[Problemas]
(a) Según el texto sobre Alice Munro, ¿por qué esta vez surgió la atracción hacia la obra de esta escritora? Responda en una a tres oraciones.
(b) Indique si cada afirmación coincide con el texto sobre Alice Munro, con sí o no y las palabras del texto que lo deciden: (i) Munro nació en Ontario en 1931; (ii) Munro ha escrito varias novelas; (iii) Munro fue la primera mujer en recibir el Nobel de Literatura.

[Texto para leer]
◇ ◇ ◇ ◇

No
suelo ponerme a leer a un autor sólo porque ha sido galardonado con el Nobel o
con alguna otra distinción; los premios no definen mis gustos literarios, sino
cierto magnetismo –permítaseme llamarlo así– surgido, de manera espontánea,
entre una obra –o la posibilidad de ella– y yo. Esta vez realmente sentí esa
fuerza de atracción hacia la escritora canadiense Alice Munro, en parte, no lo
niego, por ser la decimotercera mujer en recibir este premio en la categoría de
Literatura, y también porque sus fotografías circulando por la red me inspiraron
la promesa de unas letras amenas y profundas. No es la primera vez que me dejo
llevar por mi intuición: la mirada de un artista lo dice todo.
Ha sido un placer
comenzar a ser su lectora. Este es uno de esos momentos en que celebro encontrarme
con una voz templada, concisa, limpia de cualquier exceso. En realidad esta voz
lleva mucho tiempo dando frutos: Munro, que nació en Wingham, Ontario, el 10 de
julio de 1931, es autora de doce libros de cuentos y de la novela La vida de
las mujeres. En la configuración de sus relatos se transluce su experiencia,
durante una parte de su vida, en una granja.

◇ ◇ ◇ ◇

[Extracto de datos]
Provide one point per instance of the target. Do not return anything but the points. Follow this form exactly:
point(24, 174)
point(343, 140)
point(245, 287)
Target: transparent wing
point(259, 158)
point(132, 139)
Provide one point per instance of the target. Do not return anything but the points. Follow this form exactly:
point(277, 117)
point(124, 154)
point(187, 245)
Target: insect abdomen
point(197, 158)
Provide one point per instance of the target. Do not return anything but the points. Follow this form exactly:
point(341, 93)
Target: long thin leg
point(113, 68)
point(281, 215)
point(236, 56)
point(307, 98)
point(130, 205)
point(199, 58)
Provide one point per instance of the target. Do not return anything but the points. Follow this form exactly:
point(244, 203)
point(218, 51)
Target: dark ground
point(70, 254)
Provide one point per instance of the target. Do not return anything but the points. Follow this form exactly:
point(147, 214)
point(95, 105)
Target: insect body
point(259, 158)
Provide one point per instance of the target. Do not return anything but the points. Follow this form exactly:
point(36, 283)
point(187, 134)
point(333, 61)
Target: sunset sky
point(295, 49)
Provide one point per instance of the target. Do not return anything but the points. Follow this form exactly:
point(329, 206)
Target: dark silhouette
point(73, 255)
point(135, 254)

◇ ◇ ◇ ◇

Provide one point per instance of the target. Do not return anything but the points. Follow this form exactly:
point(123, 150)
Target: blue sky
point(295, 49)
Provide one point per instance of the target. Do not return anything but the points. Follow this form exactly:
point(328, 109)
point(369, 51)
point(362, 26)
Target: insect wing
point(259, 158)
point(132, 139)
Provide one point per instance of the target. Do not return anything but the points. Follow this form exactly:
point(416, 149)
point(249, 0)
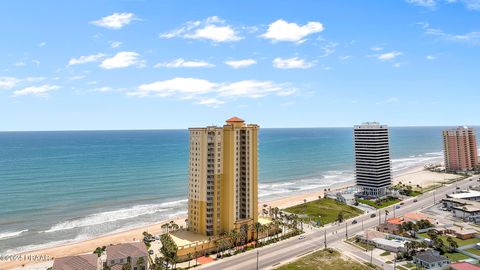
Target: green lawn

◇ ◇ ◇ ◇

[Respuestas por tarea]
(a) En parte porque Munro es la decimotercera mujer en recibir el Nobel en la categoría de Literatura. También porque sus fotografías en la red inspiraron la promesa de unas letras amenas y profundas.

(b)
(i) Sí: "nació en Wingham, Ontario, el 10 de julio de 1931".
(ii) No: "es autora de doce libros de cuentos y de la novela La vida de las mujeres".
(iii) No: "la decimotercera mujer en recibir este premio en la categoría de Literatura".